> [Ziel der Aufgabe]:
Welche gesetzlich verankerte Pflicht des Staates schlägt der Text über Gewalt gegen Frauen vor?
═════ Dokument
An dieser Stelle herrscht in der Tat das „Faustrecht“. Die Ordnungskräfte des staatlichen Gewaltmonopols schützen uns nicht nur nicht davor, sondern ich behaupte: Der Staat hat einen Teil seines Gewaltmonopols regelrecht ausgelagert und an die Allgemeinheit der einzelnen Männer übertragen. Hier kommen wir, wir Frauen und die wenigen Männer, die das begriffen haben, keinen Schritt weiter, wenn wir uns auf den Ausbau der „Versorgung der Opfer“ beschränken. Wir brauchen Initiativen, die an den Kern dieses Gewaltverhältnisses rühren. Gesetzesinitiativen etwa - zum Beispiel die Gleichstellung der vergewaltigten Ehefrauen mit den anderen Gewaltopfern. Zum Beispiel eine gesetzlich verankerte Pflicht des Staates, Schadensersatz und Schmerzensgeld für die Opfer zu zahlen. Wenn es den Staat selbst teuer zu stehen kommt, daß seine Frauen täglich bedroht sind und Opfer werden, dann erst muß er sich etwas einfallen lassen.

Aber wir können heute schon anfangen, jene gehätschelten oder gehaßten „Ordnungskräfte“ offensiv mit diesem Thema zu konfrontieren. Ich meine nicht nur, daß wir eine Polizeipräsidentin brauchen, auch nicht nur Extra-Ressorts für Gewaltverbrechen gegen Frauen. Ich meine, die Ausbildung der ganz normalen SchutzpolizistInnen, derjenigen, die zuerst an Tatorten auftauchen, muß den Respekt vor Frauen, den nicht-entwürdigenden Umgang mit Gewaltopfern enthalten und zwar zentral. Ich nehme an, das bringt eine ganze Menge Veränderungen mit sich - ich denke zum Beispiel mit Grauen an kasernierte, ghettoisierte Polizisten und ahne, welcher ganz normale männliche Frauenhaß da potenziert wird ... Auch da muß etwas grundsätzlich anders werden, und es wird direkt zu spüren sein.
══════════
═════ Rohdaten
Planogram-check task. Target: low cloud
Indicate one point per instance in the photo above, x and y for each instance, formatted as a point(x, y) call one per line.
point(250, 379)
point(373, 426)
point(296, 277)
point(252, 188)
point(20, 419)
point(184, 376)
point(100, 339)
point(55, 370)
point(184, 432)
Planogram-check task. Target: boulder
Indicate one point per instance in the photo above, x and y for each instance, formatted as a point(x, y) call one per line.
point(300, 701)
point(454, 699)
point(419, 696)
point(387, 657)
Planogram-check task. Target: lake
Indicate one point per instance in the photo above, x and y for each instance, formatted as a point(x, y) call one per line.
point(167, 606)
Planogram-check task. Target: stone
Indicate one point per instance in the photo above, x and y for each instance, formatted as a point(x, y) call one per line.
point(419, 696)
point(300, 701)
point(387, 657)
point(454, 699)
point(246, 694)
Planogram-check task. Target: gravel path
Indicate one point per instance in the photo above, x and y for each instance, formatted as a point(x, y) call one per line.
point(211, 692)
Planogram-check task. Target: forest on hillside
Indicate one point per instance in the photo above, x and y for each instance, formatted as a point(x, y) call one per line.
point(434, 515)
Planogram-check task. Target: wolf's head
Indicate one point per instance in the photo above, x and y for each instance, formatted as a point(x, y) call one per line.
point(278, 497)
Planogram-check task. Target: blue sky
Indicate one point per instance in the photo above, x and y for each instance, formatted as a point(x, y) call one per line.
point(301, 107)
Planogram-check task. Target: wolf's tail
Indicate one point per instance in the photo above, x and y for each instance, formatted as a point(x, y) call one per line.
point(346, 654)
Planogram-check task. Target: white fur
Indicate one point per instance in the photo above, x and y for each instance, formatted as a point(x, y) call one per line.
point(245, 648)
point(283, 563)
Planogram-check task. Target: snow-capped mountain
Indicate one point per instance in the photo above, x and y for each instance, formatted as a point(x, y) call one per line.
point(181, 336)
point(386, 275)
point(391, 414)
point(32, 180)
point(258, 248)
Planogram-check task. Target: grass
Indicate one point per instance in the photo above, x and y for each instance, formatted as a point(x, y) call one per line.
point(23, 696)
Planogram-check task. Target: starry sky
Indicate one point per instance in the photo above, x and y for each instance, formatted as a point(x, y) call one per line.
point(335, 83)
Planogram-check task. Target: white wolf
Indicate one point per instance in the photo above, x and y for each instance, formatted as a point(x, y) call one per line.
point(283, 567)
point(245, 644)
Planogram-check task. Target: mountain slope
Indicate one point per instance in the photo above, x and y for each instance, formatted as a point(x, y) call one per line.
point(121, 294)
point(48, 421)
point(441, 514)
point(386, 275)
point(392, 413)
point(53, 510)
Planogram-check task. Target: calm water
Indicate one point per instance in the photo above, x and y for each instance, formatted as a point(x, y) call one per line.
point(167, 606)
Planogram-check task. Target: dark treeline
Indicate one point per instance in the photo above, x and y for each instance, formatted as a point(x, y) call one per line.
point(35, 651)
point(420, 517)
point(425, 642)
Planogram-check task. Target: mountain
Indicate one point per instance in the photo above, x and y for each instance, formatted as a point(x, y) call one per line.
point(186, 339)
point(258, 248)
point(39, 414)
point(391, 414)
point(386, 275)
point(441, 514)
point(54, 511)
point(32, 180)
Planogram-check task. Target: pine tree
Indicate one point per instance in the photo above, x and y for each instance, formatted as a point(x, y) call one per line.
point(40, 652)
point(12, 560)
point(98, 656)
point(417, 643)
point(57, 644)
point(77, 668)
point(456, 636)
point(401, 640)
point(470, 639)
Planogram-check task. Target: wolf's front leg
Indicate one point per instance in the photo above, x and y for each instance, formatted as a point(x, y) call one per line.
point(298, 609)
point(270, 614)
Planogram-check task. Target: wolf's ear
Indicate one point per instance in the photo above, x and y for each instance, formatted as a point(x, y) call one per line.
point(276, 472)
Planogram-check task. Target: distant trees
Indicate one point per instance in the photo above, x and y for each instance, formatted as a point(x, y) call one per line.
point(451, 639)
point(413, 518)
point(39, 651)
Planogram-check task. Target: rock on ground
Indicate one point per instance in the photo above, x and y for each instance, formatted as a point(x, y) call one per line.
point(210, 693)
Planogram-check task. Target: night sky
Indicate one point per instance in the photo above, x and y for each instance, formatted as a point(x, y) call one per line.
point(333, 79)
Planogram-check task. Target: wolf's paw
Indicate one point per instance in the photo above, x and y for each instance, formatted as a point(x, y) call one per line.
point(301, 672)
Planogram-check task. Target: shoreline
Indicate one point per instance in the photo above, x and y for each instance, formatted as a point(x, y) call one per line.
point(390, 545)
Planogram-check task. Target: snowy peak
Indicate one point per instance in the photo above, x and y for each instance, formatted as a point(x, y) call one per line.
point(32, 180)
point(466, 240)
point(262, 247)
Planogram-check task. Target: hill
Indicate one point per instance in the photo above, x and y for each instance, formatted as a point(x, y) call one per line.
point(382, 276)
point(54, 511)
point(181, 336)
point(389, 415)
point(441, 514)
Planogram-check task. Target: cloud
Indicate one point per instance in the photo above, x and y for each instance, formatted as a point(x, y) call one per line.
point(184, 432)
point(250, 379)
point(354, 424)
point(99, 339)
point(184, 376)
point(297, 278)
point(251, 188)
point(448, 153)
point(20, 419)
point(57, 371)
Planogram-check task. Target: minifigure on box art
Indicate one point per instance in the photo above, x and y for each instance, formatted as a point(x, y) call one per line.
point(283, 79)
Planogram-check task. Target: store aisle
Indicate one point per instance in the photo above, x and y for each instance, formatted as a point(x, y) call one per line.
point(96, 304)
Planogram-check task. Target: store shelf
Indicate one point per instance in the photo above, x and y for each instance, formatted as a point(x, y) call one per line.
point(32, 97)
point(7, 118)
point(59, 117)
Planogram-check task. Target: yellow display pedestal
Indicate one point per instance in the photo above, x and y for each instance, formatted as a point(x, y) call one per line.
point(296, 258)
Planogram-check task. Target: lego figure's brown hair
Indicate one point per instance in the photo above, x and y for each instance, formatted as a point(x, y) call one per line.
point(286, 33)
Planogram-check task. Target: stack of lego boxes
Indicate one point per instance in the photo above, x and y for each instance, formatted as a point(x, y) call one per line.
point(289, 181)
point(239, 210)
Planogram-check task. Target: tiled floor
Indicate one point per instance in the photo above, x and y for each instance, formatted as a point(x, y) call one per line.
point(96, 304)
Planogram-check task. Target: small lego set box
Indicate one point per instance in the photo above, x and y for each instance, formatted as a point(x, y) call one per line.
══════════
> [Lösung]:
Der Staat soll verpflichtet werden, den Opfern Schadensersatz und Schmerzensgeld zu zahlen.